[Data for this exercise Boundary: Start]

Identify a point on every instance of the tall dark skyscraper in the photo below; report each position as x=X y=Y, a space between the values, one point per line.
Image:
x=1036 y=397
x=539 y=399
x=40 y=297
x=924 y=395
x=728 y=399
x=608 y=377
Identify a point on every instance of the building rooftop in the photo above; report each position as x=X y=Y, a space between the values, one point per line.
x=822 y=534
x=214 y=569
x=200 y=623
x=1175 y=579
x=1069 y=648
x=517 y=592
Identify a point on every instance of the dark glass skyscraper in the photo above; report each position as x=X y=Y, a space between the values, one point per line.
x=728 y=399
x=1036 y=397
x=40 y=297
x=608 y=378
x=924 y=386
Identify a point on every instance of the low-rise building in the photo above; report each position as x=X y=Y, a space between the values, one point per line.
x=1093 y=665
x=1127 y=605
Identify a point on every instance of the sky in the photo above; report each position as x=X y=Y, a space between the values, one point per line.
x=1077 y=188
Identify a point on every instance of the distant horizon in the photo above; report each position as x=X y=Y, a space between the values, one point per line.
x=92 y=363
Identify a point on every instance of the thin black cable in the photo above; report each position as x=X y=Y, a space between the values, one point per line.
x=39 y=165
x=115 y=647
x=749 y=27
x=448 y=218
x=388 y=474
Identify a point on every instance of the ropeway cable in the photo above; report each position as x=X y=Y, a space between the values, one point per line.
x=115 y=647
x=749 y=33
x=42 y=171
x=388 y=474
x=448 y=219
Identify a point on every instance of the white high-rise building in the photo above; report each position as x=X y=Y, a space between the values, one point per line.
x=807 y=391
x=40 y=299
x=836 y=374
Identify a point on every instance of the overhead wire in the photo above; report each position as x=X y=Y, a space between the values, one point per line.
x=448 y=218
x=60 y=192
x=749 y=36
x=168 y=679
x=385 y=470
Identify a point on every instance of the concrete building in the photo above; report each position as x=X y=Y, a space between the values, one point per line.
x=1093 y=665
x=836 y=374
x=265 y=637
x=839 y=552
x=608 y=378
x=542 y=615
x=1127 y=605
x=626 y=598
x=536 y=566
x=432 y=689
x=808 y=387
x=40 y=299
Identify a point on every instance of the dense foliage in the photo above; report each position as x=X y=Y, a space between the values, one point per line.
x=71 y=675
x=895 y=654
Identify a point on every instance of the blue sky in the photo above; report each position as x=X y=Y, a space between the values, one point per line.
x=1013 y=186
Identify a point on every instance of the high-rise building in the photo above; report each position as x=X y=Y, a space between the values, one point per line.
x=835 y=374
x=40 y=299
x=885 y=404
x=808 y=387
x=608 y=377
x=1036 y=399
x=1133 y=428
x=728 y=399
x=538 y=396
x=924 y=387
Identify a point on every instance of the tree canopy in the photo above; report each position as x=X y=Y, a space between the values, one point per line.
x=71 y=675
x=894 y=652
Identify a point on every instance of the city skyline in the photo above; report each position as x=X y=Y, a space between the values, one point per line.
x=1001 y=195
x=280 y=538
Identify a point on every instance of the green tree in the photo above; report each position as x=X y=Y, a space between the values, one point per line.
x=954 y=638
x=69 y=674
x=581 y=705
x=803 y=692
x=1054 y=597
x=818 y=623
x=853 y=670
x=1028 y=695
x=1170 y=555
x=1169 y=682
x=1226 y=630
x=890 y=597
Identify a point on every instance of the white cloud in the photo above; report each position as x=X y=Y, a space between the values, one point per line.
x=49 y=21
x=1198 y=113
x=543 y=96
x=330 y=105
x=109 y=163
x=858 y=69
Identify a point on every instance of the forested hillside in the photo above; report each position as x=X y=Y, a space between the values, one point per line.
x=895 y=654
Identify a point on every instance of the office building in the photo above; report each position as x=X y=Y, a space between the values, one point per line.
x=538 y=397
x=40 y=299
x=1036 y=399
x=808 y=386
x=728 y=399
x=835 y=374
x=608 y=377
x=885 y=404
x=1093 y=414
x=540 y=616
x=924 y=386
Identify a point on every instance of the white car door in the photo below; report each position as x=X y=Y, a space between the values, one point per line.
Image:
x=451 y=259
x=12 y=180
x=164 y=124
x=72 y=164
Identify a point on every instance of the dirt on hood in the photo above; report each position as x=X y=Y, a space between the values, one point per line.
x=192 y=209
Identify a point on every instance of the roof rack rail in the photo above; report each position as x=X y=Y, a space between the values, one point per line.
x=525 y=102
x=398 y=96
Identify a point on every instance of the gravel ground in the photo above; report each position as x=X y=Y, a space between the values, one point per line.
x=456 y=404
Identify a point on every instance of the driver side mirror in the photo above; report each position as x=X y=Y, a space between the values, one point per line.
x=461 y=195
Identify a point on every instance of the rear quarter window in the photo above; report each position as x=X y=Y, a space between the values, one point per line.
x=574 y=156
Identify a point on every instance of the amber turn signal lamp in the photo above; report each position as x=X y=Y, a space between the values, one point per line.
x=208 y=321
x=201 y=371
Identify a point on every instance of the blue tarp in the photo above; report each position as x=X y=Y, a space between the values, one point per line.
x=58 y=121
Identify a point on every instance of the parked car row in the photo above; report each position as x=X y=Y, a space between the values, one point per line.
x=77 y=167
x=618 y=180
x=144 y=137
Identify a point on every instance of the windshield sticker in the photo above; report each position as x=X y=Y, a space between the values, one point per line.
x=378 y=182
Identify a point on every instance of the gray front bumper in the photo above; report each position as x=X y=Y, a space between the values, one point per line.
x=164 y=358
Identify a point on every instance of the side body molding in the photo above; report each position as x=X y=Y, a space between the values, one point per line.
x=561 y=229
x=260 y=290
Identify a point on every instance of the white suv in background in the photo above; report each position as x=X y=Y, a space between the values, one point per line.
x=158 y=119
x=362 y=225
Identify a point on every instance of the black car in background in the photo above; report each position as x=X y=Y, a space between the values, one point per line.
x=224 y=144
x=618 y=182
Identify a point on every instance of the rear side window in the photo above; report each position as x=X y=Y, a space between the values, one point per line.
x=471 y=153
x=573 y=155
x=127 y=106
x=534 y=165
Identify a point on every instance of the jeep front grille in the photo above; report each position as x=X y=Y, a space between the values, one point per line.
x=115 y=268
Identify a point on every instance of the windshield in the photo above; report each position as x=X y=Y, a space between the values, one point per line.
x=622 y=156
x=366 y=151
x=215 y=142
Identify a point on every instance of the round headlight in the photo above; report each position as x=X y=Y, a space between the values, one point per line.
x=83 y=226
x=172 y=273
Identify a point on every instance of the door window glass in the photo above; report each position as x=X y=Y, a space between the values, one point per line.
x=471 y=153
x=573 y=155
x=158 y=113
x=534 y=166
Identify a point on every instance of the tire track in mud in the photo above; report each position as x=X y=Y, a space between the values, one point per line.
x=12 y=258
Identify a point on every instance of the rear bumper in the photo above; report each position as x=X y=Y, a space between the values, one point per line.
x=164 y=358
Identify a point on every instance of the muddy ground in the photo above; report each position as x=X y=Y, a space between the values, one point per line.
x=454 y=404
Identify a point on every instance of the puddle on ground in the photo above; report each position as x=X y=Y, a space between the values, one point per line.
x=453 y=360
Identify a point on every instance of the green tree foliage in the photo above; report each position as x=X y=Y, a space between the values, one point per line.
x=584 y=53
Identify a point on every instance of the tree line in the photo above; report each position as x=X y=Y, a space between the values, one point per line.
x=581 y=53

[Data for this exercise Boundary: End]

▶ Work task: Among the lines above, return those that hold the word "below".

▶ Answer space:
Identify a point on every instance of the tall dark skyscraper in the photo below; report each position as x=X y=Y, a space between the values, one point per line.
Identify a point on every instance of the white car door in the photo below; report each position as x=X y=Y, a space between the values, one point per line.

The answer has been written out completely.